## Text segment

####################

It is quite a different story on the mountain peaks. Strong winds are common at elevations above tree-line (approximately 11,500 feet) throughout the winter months and can exceed 50 to 100 mph in exposed locations. Outdoor adventurers must be prepared for the most extreme of conditions year round, but particularly in winter and spring.

Wind patterns in the mountains are almost always controlled by topography. Mountain-valley circulations are common with winds often blowing up the valley from lower to higher elevation during the day reversing and blowing down the valleys at night. The mountains form a substantial block to regional air motion causing winds in most valleys west of the Continental Divide to be very light, especially in fall and winter, while winds along and east of the crest of the Continental Divide are much stronger and typically blow from a westerly direction much of the cool half of the year.

Precipitation patterns are largely controlled by mountain ranges and elevation. Precipitation increases with elevation both winter and summer but the elevation effect is greatest in mid winter when winds at mountain top level are typically strongest. High peaks and mountain ranges generally receive the majority of their precipitation during with winter months. Snow accumulates without melting in shaded or level areas at elevations above about 8,000 feet. When it melts in the spring, this snow is the primary source of water for much of the population of the state and provides water for extensive irrigation. Considerable effort is made every year to measure the accumulating snowpack so that water providers and resource managers can plan ahead for the coming summer. Most of the mountain snow melts during May and June when rivers reach their peak for the year.

In summer, mountain peaks and ranges are effective thunderstorm generators whenever the regional air masses are sufficiently moist. Some years, local thunderstorms form nearly every afternoon in and near the mountains. The last half of July and much of August is particularly prone to mountain thunderstorms while June is often a much drier month in the high country. Snow and soft hail are possible from mountain storms even in July and August. Hikers and participants in other outdoor activities in the mountains during the summer months must be careful to avoid exposed ridges during stormy periods, as lightning poses a very serious threat throughout the summer. Lightning also triggers forest fires in drier years.

Climate of Western Colorado

Farther west in Colorado the topography becomes slightly less extreme with lower elevations and combinations of canyons and plateaus. Elevation and topography remain dominant controls of local climates, but precipitation gets progressively less and temperature progressively warmer approaching the Utah border.

####################

## Information supplied
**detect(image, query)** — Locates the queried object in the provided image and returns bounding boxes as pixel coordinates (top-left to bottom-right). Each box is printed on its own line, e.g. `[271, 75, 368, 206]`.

####################

## Actions to take
1 - From the Colorado climate text, output the part that opens with the words containing "Climate of Western" and closes with "the Utah border.", copied word for word.
2 - Continue the Colorado climate text from the point where it stops.
This material has no connection to the Colorado climate text.

## Solved problems
1 -
Climate of Western Colorado

Farther west in Colorado the topography becomes slightly less extreme with lower elevations and combinations of canyons and plateaus. Elevation and topography remain dominant controls of local climates, but precipitation gets progressively less and temperature progressively warmer approaching the Utah border.

2 -
Western Colorado winter weather is colder but calmer and less variable than east of the mountains. Temperatures can drop below zero F in all areas of western Colorado, but the valleys of west central and southwest Colorado receive abundant sunshine and the winter climate is not harsh. An area of western Colorado near Grand Junction is particularly mild and has developed an extensive fruit growing area. Anything from apricots and peaches to wine grapes and sweet corn is grown in the area from Delta and Paonia to Grand Junction and Palisade. Most of the population of western Colorado lives in this region. Summer afternoon temperatures can exceed 100 deg F several times each summer at elevations below 5500 feet, but it only takes a short drive to higher elevations to find cooler air. Temperatures only rarely drop below -10 F. Rare extreme cold, however, has had devastating effects on local orchards. Back in January 1963. Temperatures dropped below -20 in the fruit growing area and many trees were killed.

Precipitation west of the Continental Divide is more evenly distributed throughout the year than in the eastern plains. For most of western Colorado, the greatest monthly precipitation occurs in the winter months, while June is the driest month. Near the Utah border, late summer and early autumn can be the wettest time of year. While precipitation only averages from 8 to 14 inches in these western valleys, localized flood-producing storms are still possible. Occasionally, moisture from decayed Pacific hurricanes have fueled widespread heavy rains. Extensive flooding occurred in October 1970 following one of these storm systems.

Severe Storms

Thunderstorms are quite prevalent in the eastern plains and along the eastern slopes of the mountains during the spring and summer. These often become quite severe, and the frequency of hail damage to crops in northeastern Colorado is quite high. With an average frequency of 6 or more hail days per year, some counties of eastern Colorado are among the most hail prone areas in the entire country.

Tornadoes, once thought to be only a small threat to the residents of eastern Colorado, have been found to be quite common with the improvement in severe storm detection in recent decades. Tornadoes are relatively rare in the mountains and western valleys but do occur. In most years, at least 40 tornadoes are confirmed. Most of these tornadoes are small and short lived, usually classified in intensity as F0 or F1. However, occasional strong tornadoes have been reported. The number of tornado fatalities remains very low for Colorado, but much of this is due to the low population density of some of the most tornado prone areas of eastern Colorado.

Lightning has emerged as one of the greatest weather hazards in Colorado. Each year there are typically several fatalities and injuries. Unlike tornadoes that are most common in selected areas of the state, lightning can and does occur everywhere. Lightning strike statistics indicate that the most lightning prone areas of Colorado are the high ground above tree line between Denver and Colorado Springs and the Raton Plateau south and southeast of Trinidad near the New Mexico border.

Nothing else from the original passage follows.